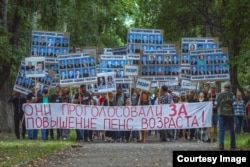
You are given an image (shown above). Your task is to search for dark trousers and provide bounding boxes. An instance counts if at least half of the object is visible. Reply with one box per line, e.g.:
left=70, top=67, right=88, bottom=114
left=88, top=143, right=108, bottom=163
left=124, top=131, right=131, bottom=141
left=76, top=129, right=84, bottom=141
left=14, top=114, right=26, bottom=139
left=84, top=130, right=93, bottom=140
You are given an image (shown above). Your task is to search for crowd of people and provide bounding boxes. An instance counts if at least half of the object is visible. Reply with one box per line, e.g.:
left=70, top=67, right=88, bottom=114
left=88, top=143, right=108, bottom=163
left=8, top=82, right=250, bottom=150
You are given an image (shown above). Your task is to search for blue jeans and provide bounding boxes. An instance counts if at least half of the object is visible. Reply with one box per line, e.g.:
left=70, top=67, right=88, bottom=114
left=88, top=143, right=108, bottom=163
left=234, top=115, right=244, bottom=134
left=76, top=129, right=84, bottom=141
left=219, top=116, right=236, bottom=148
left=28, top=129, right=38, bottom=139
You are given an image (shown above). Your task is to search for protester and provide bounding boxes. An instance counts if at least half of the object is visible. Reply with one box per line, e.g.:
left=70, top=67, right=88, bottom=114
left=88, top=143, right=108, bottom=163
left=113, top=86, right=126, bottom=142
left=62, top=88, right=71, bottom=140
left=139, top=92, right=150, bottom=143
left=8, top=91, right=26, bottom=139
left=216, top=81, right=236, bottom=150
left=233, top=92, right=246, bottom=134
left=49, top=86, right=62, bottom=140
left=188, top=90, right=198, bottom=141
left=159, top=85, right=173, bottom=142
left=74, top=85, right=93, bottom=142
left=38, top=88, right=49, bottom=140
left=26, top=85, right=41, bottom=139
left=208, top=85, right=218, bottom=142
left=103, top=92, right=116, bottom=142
==
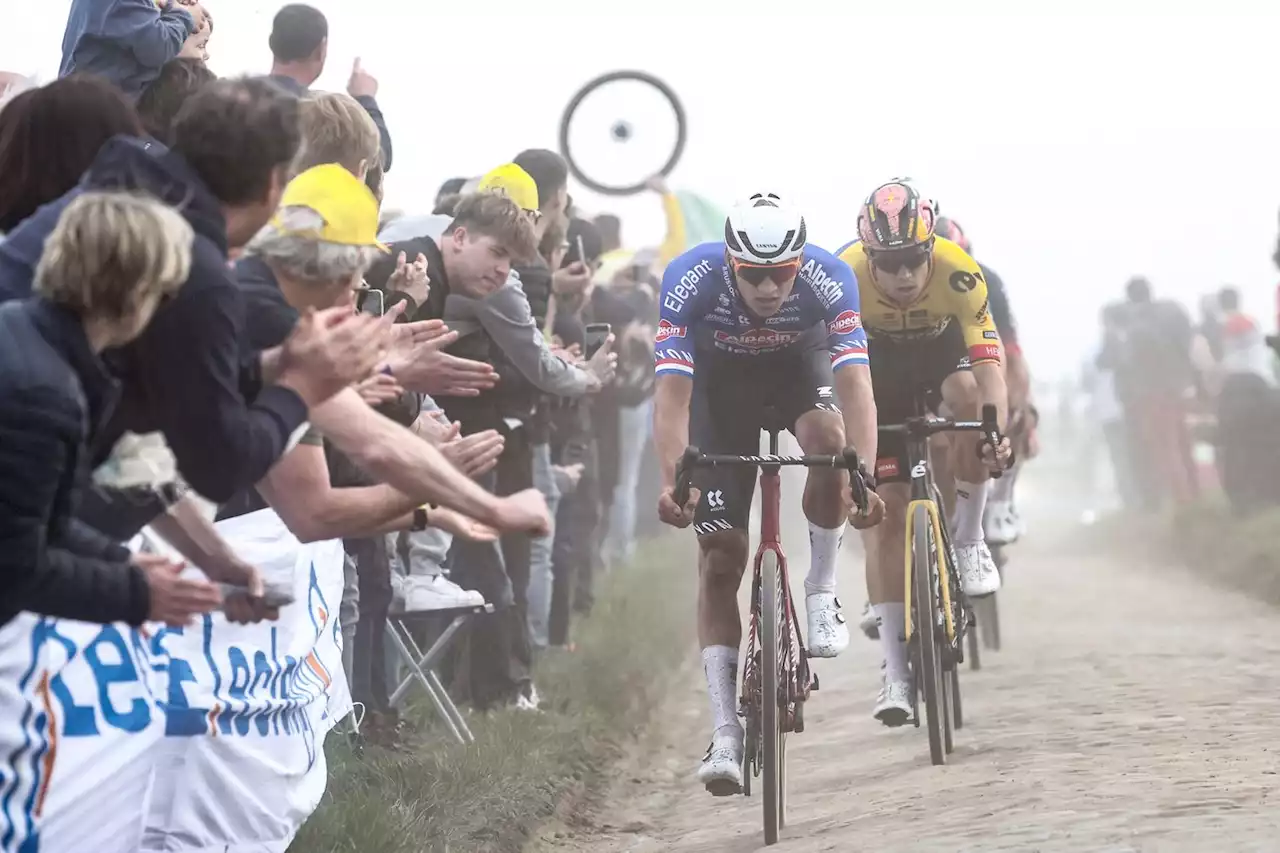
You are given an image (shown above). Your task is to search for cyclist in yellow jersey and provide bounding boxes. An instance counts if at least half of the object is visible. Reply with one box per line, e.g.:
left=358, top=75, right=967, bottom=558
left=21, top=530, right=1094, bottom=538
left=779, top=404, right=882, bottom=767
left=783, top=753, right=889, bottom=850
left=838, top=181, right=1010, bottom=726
---
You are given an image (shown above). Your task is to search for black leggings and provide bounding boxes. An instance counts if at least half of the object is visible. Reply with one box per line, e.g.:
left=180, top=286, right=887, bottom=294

## GIVEN EXERCISE
Repeat the items from the line containing "search for blue" through the line containing "left=28, top=129, right=38, bottom=139", reproducing each line word for word.

## FINISHED ANSWER
You are given an image (shown above). Your task is to search for blue jeans and provide bounding boxes. An instance counts if at least half of the object is visible. Reply with one box per line, e.g.:
left=70, top=67, right=88, bottom=114
left=88, top=143, right=108, bottom=163
left=234, top=115, right=244, bottom=134
left=76, top=129, right=84, bottom=141
left=219, top=116, right=236, bottom=148
left=28, top=129, right=38, bottom=139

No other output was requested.